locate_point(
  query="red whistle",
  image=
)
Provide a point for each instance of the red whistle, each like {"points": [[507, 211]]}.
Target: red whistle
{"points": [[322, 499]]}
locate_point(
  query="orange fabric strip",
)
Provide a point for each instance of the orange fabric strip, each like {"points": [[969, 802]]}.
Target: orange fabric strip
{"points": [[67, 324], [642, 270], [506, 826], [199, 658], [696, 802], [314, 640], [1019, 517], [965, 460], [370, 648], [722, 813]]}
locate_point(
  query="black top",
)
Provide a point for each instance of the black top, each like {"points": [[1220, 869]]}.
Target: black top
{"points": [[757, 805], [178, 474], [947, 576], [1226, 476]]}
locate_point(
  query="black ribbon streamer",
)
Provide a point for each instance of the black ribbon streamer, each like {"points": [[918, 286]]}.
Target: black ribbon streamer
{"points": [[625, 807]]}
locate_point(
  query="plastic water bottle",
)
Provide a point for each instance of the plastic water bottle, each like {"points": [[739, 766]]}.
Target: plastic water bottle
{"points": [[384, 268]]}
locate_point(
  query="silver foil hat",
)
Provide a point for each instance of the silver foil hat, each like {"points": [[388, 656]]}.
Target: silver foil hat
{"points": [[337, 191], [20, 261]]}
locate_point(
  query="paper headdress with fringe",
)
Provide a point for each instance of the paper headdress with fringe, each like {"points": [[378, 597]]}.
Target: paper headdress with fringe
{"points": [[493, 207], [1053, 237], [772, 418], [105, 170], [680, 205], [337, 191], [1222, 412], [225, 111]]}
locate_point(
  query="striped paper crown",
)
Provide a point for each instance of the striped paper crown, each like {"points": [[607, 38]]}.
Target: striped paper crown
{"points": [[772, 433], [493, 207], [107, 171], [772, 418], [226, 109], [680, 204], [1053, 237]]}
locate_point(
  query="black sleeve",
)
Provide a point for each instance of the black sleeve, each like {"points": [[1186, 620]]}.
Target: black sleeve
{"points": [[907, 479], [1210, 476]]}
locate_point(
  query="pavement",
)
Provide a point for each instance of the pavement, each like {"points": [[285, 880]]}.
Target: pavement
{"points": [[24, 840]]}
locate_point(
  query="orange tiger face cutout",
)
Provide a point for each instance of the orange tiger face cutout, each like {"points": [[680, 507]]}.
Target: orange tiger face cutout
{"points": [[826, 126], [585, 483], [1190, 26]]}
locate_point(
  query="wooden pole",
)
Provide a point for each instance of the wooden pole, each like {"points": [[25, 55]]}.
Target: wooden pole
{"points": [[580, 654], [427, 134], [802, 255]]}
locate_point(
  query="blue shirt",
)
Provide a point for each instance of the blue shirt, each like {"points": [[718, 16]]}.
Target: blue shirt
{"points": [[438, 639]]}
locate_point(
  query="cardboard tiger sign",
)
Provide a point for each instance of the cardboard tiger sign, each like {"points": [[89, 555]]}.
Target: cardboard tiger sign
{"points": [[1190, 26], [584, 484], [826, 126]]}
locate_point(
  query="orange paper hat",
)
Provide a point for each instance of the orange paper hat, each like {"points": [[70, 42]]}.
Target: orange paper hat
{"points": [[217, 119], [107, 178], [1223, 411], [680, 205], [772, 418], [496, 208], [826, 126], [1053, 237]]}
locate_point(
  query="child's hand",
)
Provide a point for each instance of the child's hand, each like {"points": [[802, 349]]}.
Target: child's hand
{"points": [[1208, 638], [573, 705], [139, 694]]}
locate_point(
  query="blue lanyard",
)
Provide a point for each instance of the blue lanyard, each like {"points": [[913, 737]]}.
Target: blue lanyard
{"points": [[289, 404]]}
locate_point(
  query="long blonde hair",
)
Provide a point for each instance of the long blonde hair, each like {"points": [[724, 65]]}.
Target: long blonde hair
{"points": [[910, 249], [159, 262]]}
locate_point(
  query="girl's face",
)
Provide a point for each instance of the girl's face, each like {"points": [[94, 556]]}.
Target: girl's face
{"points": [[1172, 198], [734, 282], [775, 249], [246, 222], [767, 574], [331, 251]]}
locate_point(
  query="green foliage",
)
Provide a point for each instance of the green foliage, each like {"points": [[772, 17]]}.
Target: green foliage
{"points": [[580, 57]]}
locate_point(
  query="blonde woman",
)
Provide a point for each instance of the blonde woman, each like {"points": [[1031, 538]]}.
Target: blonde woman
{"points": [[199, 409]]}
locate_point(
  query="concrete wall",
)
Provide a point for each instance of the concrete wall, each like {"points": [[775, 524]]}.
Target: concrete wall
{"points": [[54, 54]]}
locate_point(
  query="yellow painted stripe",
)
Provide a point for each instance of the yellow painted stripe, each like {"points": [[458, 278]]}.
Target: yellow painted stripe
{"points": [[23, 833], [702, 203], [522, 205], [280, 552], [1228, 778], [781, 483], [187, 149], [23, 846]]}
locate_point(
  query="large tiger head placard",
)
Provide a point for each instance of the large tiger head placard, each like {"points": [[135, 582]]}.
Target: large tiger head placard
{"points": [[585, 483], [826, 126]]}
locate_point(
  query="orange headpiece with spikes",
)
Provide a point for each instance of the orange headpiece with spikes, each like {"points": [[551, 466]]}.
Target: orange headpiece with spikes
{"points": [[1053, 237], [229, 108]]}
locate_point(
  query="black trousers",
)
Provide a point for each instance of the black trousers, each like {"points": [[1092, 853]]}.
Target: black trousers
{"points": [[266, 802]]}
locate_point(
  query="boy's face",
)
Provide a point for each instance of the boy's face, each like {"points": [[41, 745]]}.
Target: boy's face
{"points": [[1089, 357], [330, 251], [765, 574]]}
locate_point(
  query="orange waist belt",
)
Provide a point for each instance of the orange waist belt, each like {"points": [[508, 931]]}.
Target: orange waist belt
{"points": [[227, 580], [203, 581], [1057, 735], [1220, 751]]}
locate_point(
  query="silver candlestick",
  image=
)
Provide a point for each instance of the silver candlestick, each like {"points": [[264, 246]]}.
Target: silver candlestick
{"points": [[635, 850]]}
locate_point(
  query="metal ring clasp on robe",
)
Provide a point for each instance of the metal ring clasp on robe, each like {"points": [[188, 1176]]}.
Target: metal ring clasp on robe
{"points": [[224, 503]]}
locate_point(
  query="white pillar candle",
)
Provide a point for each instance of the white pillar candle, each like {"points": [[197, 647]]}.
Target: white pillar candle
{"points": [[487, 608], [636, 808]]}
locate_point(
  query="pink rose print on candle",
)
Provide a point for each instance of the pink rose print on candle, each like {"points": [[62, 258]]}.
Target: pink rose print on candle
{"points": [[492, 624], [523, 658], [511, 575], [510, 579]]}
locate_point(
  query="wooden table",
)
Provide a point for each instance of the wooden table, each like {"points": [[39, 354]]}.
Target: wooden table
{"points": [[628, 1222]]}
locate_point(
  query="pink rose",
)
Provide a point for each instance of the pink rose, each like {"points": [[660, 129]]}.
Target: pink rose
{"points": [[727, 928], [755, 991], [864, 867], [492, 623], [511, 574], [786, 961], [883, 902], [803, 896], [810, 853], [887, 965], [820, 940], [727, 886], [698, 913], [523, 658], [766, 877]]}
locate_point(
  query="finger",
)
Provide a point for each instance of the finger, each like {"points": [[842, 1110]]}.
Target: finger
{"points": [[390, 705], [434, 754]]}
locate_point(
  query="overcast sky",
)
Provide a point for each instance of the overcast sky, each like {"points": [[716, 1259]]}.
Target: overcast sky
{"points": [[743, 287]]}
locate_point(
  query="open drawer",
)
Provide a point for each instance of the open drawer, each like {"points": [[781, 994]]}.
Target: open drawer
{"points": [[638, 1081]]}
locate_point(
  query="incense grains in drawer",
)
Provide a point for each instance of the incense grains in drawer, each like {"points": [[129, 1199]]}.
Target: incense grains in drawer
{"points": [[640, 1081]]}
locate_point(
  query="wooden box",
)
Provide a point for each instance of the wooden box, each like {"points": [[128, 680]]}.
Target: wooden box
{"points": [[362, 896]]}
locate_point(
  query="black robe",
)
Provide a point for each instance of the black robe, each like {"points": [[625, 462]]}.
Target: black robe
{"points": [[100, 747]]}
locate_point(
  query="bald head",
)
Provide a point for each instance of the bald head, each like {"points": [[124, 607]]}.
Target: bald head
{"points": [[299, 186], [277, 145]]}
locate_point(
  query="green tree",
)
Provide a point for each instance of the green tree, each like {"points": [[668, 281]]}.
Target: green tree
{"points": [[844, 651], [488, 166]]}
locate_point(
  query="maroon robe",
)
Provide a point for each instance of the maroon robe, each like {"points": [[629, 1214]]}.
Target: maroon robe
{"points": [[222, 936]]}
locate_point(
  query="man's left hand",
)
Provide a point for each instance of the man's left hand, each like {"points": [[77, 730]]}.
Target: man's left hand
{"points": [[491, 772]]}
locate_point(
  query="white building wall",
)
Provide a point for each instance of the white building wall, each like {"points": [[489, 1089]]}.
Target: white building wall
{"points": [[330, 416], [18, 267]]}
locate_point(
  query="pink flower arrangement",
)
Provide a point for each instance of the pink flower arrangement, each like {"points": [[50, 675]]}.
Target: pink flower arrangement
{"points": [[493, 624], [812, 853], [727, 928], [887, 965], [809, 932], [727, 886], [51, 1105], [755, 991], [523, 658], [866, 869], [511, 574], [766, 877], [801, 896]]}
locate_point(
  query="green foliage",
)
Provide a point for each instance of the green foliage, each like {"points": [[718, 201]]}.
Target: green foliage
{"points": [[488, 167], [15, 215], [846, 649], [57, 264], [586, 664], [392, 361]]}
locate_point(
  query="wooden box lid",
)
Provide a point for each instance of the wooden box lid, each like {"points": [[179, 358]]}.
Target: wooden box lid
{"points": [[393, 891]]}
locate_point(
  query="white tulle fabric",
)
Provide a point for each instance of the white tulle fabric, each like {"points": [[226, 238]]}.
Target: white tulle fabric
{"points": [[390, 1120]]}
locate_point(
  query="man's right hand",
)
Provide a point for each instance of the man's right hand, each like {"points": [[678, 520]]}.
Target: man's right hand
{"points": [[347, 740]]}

□ □ □

When copying the data above, please keep exactly the lines from its first line through the line with "Provide a point for each instance of the striped", both ends included, and drop the rest.

locate_point(
  query="red whistle",
  image=
)
Provide a point for each instance of the red whistle, each like {"points": [[507, 211]]}.
Target: red whistle
{"points": [[322, 499]]}
locate_point(
  query="orange fabric strip",
)
Provide a point for each instance of the orange fabric strip, each like {"points": [[969, 802]]}.
Target: orange fabric strip
{"points": [[67, 324], [642, 270], [506, 826], [199, 658], [696, 802], [314, 640], [1019, 517], [965, 460], [370, 648], [722, 813]]}
locate_point(
  query="black top",
)
Provide a point for each instance of the black top, each like {"points": [[1220, 869]]}.
Target: black top
{"points": [[757, 805], [178, 474], [947, 576], [1226, 476]]}
locate_point(
  query="black ribbon streamer",
)
Provide a point for each instance of the black ribbon streamer, each like {"points": [[918, 286]]}.
Target: black ribbon streamer
{"points": [[625, 807]]}
locate_point(
  query="plastic water bottle",
)
Provide a point for each instance of the plastic water bottle, each like {"points": [[739, 766]]}.
Target: plastic water bottle
{"points": [[384, 268]]}
locate_point(
  query="silver foil hat",
)
Provide a point for each instance of the silver foil hat, each like {"points": [[388, 656]]}.
Target: silver foil hat
{"points": [[337, 191], [20, 261]]}
locate_point(
  query="paper headdress with fringe",
)
Provide a point for each instance of the paper headdress with fringe, each like {"points": [[378, 597]]}.
Target: paper headdress with fringe
{"points": [[493, 207], [1053, 237], [772, 418], [105, 170], [680, 205], [337, 191], [1222, 412], [225, 111]]}
locate_point(
  query="striped paper crown",
)
Provide a point for each instance of the striped paper crown, each like {"points": [[607, 38]]}.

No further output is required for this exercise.